Under Fire: Swiss Bankers Circle the Wagons
In November we published the results of the 2013 Financial Secrecy Index. Switzerland headed the ranking, with a secrecy score of 78 points (not good!) and slightly over 6 percent of the global market for offshore financial services. This blogs explains more about how Switzerland has emerged as a world-leading secrecy jurisdiction, exploring that country's long history of catering to the demands of kleptocrats, tax cheats and fraudsters. In the coming days we will follow-up with similar blogs on other countries in the top ten of the FSI.
The Grand-daddy of offshore secrecy
Switzerland is the grandfather of the world’s tax
havens, one of the world’s biggest financial centres, and one of the world’s
biggest secrecy jurisdictions or tax havens. About a third of the world’s
cross-border invested private wealth is managed in Switzerland, amounting to
around US$ 2 trillion, according to the Swiss Bankers’ Association. Swiss
banking is historically based on two main foundations: secrecy, and political
stability.
With total banking assets recently
estimated at 820 percent of Swiss GDP (compared to ‘just’ 460
percent in the UK), banking looms larger in Switzerland as a share of the
economy than in almost any other country. Given this dominance, with UBS and
Credit Suisse accounting for about half of all Swiss banking assets, it is
hardly surprising that the Swiss state is significantly ‘captured’ by the
financial sector. However, although the Swiss state generally defends the
interests of Swiss banks and bank secrecy, many Swiss – though probably a
minority – oppose it.
In the face of tremendous international pressure in
the past six or seven years to relax its strict bank secrecy laws, Switzerland
has adopted a ‘circle the
wagons’ mentality, making incremental concessions here and
there (often in exchange for reciprocal concessions) but generally fighting at
every step. For decades Switzerland has adopted clever divide-and rule (and
other) strategies to successfully fox its international foes and advocates of
transparency. In general terms, Switzerland has recently made some (limited)
concessions to near neighbours in Europe and to powerful countries like the
United States, while largely rebuffing efforts for greater transparency by
weaker, smaller and developing countries. This strategy of ‘white’ money for
neighbours, and ‘black money’ for others, is what Swiss campaigner Andreas
Missbach calls the “Zebra” strategy.

-- -- --

**Tasks to carry out**
1. In the blog post on Swiss banking secrecy, what portion of all Swiss banking assets is attributed to UBS and Credit Suisse together?
2. Continue the blog post on Swiss banking secrecy, picking up after its final sentence.

**Information supplied**
-- -- --

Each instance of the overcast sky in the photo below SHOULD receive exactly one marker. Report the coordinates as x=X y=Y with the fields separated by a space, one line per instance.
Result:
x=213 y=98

-- -- --

**Expected results**
1. About half.

2.
Along with secret Swiss banking comes a stridently
anti-tax and anti-government world view, quite prevalent in Swiss banking
circles, which sees criminal tax evasion as a ‘legitimate’ way of rejecting and
thwarting democratic government and society itself, in the name of individual
freedom. Konrad Hummler, then head of the Swiss private bankers’ association,
encapsulated this in 2009 when he lashed out against France, Germany and Italy
as ‘illegitimate
states’ and defended criminal tax evasion by their
wealthiest citizens as a ‘legitimate’ defence against ‘excessive’ tax.
Despite some limited penetration of its fabled bank
secrecy in recent years, and widespread fanfare about how ‘transparent’
Switzerland has become, this is mostly window-dressing. Swiss bank secrecy
remains largely intact and secret Swiss banking remains in robust health. While Switzerland boasts of having
identified and blocked in early 2011 huge sums originating from Egypt, Libya
and Tunisia, the truth is that the money has gotten there without questions
being asked. In addition, at this stage there is no way of knowing if the
wealth that has been blocked so far represents, a quarter, a tenth, a
thousandth, of the total assets stolen from these countries over the last 40
years.
Secrecy, the cornerstone of Swiss private banking
for decades, even centuries, is complemented by a wide array of other services
provided by the Swiss financial centre: investment banking, wealth management,
insurance and reinsurance, corporate tax avoidance structures, and plenty more.
KPMG calls it the
‘perfect headquarter location for international companies’ because of its tax
laws, political stability, quality of life, educated workforce, extensive
network of tax treaties, and strategic position in Europe. Its corporate tax
laws, which saw over 250 mostly European and U.S. companies shift headquarters
to Switzerland in 2003-9, have also generated considerable antagonism overseas.
History
Swiss banking secrecy has very old roots. French
kings, among the earliest known clients of Geneva banks, insisted on secrecy
partly because they did not want to be seen to be dealing with ‘heretical’
Protestant bankers. In 1713 the Great Council of Geneva adopted banking
regulations that prohibited bankers from revealing details about their clients.
Swiss banking has gone hand in hand Switzerland’s
tradition of political neutrality, and in a sense it can trace its roots back
to Switzerland’s own political and linguistic structure. Centuries of conflict
in Europe saw wealthy European élites seeking a stable, unconflicted,
unthreatening and neutral place to put their money – and that was Switzerland.
Swiss neutrality was formalised at the Congress of Vienna in 1815,
and its close neighbour and fellow secrecy purveyor, Liechtenstein, followed in
1868.
This neutrality, a bedrock of Swiss banking, was
itself rooted in Switzerland’s geographical and political constitution.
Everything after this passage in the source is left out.